• [TASK TO COMPLETE] Pick out and copy every line of the records that contains the word "white", treating uppercase and lowercase as different.

• [SOURCE DATA]
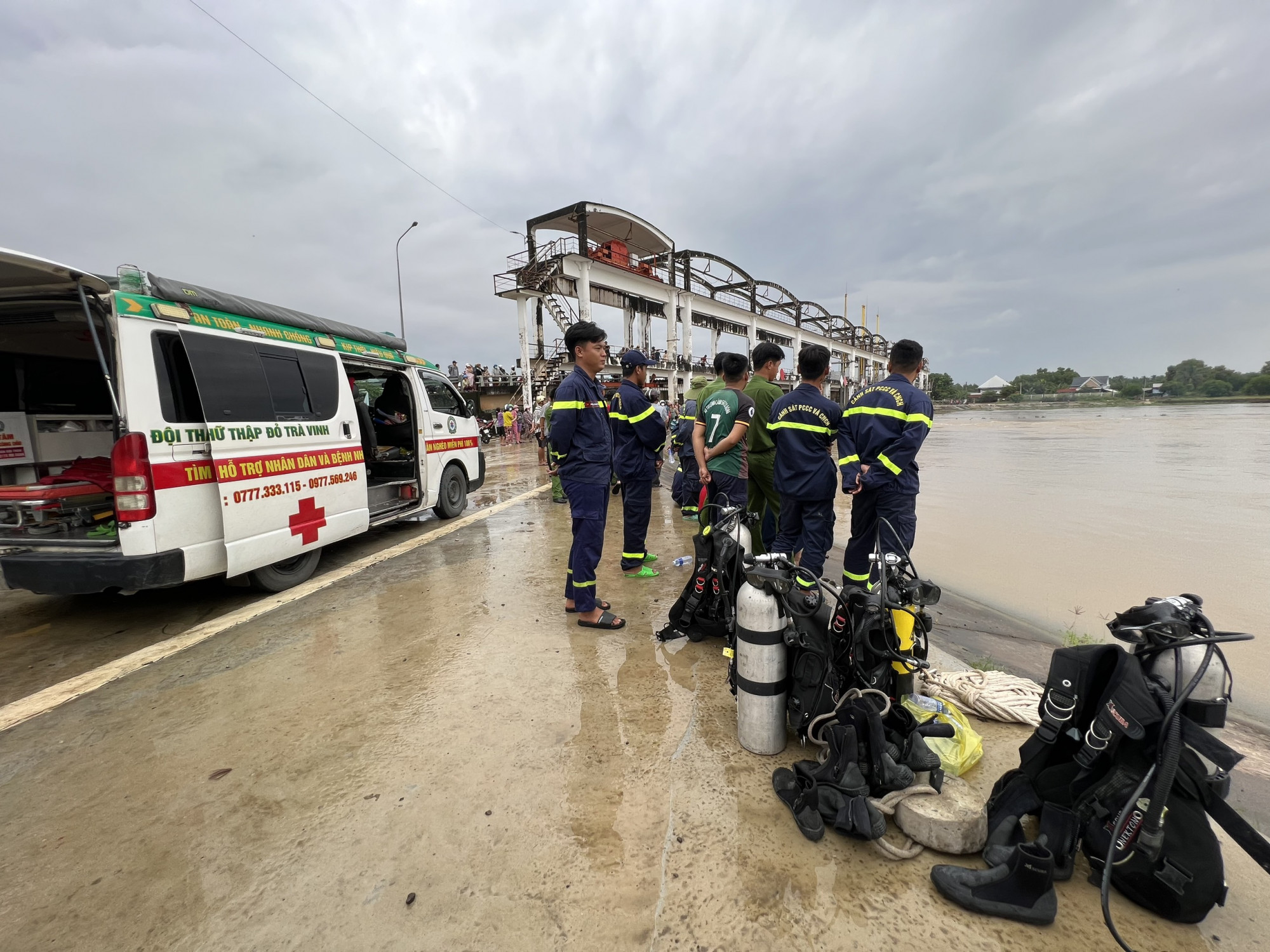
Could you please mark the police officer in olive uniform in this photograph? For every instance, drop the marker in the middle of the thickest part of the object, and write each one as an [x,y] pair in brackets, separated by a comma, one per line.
[639,439]
[805,425]
[582,450]
[882,431]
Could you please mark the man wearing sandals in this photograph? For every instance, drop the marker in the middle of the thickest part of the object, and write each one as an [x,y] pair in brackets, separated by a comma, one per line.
[582,450]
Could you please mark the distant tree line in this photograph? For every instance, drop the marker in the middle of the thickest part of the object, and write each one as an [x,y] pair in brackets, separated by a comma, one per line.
[1192,378]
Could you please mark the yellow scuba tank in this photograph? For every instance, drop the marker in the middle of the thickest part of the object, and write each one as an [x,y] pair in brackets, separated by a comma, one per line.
[904,623]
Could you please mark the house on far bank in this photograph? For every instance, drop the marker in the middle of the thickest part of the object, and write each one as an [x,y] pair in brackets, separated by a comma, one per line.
[990,388]
[1089,385]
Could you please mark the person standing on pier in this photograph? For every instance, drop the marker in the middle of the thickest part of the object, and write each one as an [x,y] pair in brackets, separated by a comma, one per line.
[805,423]
[681,444]
[719,437]
[761,496]
[582,449]
[882,431]
[639,437]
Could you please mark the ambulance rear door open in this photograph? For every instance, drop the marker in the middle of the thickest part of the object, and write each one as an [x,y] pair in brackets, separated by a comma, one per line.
[285,449]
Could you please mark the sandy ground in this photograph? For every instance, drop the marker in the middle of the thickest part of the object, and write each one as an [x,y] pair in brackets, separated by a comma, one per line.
[440,727]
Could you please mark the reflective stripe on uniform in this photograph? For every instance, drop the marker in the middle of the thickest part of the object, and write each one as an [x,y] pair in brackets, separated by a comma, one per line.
[886,412]
[808,427]
[650,412]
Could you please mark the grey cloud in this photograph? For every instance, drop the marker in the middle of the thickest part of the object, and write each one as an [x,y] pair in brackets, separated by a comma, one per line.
[1097,171]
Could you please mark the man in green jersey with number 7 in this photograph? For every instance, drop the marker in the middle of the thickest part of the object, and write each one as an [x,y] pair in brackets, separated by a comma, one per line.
[719,437]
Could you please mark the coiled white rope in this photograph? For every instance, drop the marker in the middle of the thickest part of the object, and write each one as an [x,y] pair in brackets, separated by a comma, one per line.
[994,695]
[887,805]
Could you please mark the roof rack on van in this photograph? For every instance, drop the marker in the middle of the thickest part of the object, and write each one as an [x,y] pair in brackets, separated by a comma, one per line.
[246,307]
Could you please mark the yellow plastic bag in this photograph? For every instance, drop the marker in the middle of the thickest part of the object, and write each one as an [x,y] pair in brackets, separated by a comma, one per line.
[958,753]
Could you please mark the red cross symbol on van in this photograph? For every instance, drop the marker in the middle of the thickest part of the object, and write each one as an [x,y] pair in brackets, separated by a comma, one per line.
[308,521]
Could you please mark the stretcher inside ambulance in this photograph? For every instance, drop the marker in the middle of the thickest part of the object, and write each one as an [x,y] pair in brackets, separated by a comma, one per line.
[154,432]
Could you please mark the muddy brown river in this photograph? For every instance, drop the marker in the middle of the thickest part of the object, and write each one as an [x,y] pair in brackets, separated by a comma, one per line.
[1065,516]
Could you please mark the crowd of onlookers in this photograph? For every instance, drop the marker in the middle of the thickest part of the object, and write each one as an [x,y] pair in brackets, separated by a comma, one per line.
[474,375]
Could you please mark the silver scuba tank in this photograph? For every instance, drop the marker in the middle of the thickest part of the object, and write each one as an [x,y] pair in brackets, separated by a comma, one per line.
[742,535]
[763,666]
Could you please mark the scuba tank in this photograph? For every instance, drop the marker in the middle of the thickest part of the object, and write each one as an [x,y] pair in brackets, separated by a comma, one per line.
[763,666]
[1123,746]
[887,626]
[770,624]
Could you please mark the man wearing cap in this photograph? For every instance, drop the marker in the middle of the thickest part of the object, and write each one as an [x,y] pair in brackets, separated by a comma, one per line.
[639,437]
[805,425]
[882,432]
[582,450]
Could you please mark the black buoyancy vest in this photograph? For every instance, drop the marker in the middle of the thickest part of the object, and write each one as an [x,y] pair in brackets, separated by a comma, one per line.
[1098,739]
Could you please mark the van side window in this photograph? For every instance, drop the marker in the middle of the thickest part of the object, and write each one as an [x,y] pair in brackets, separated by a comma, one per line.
[444,398]
[232,383]
[178,394]
[323,381]
[286,387]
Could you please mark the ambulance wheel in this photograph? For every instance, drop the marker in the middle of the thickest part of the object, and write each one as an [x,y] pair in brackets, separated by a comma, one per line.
[454,494]
[285,574]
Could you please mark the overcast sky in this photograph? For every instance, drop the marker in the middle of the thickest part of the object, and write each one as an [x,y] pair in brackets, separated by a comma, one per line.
[1013,185]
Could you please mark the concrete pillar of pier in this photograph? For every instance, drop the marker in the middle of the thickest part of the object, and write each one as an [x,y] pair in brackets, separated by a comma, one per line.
[686,318]
[538,323]
[585,290]
[523,321]
[672,348]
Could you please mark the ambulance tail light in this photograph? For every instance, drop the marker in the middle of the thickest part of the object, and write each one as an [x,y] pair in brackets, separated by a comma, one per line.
[134,483]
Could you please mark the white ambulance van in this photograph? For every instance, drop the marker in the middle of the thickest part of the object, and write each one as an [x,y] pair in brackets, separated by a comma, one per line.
[154,432]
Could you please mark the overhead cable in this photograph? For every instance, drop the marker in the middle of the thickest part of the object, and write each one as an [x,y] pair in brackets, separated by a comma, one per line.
[347,121]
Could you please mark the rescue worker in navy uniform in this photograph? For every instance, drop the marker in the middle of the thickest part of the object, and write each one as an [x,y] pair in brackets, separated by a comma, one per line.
[639,439]
[882,431]
[805,425]
[582,450]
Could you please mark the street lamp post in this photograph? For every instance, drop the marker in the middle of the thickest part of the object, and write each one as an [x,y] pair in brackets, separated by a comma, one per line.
[401,305]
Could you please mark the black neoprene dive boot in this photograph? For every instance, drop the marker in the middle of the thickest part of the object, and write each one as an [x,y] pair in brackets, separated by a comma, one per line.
[852,817]
[1059,835]
[841,769]
[885,775]
[802,797]
[1023,889]
[1003,841]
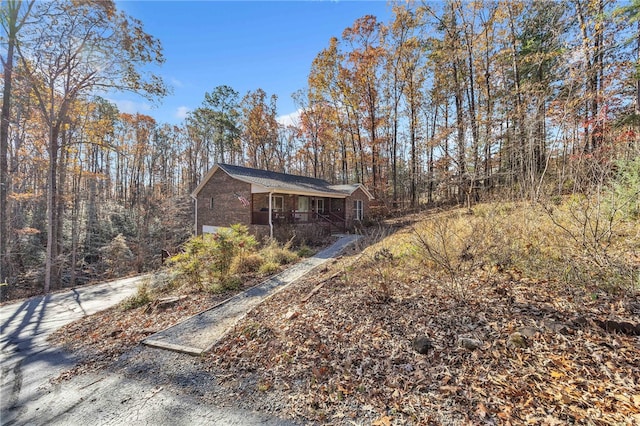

• [TASK RESPONSE]
Could you please mark the coiled white rope in this photograph? For every instance, drop the marker in the middle of the thickest part of the object, and write each one as an [x,y] pair in brackets, separated by a comma, one per line.
Could you please mark the white ambulance van in this photograph? For every instance, drop the marker in the middle of the thickest part of the object, and write each one as an [x,y] pair in brackets, separated by a comma, one per line.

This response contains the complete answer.